▶ **Exercise data**:
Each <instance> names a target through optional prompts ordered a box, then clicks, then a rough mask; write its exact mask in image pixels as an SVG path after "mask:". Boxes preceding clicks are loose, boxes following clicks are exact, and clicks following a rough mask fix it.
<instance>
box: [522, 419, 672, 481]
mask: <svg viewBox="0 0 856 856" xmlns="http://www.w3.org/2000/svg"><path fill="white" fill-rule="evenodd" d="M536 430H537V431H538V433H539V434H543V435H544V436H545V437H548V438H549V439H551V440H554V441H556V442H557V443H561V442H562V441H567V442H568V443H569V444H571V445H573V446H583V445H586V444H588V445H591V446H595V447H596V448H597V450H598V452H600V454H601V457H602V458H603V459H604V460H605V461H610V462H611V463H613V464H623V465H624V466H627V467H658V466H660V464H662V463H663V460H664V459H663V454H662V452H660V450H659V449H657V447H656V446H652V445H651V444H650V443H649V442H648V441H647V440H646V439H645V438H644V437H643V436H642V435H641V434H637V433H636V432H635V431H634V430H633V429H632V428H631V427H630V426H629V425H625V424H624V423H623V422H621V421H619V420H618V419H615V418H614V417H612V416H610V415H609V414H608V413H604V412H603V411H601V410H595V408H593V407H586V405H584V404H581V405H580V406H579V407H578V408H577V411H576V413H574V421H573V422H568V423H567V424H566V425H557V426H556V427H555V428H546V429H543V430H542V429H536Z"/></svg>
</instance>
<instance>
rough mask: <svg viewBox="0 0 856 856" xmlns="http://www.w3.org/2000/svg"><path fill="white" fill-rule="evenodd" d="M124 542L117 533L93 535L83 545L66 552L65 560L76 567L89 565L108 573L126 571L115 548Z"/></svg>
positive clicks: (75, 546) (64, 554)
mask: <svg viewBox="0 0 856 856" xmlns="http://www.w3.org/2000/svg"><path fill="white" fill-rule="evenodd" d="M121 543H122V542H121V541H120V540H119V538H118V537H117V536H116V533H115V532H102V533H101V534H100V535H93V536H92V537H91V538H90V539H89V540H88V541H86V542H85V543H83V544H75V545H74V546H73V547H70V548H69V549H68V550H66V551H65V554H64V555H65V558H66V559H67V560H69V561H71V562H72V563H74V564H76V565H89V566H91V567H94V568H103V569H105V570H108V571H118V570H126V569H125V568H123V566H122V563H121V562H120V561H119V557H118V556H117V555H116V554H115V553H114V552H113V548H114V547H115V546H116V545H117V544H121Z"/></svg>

▶ **Exercise details**:
Count how many lines in the data above include the string "rough", and write only that number.

▶ **Task answer**:
2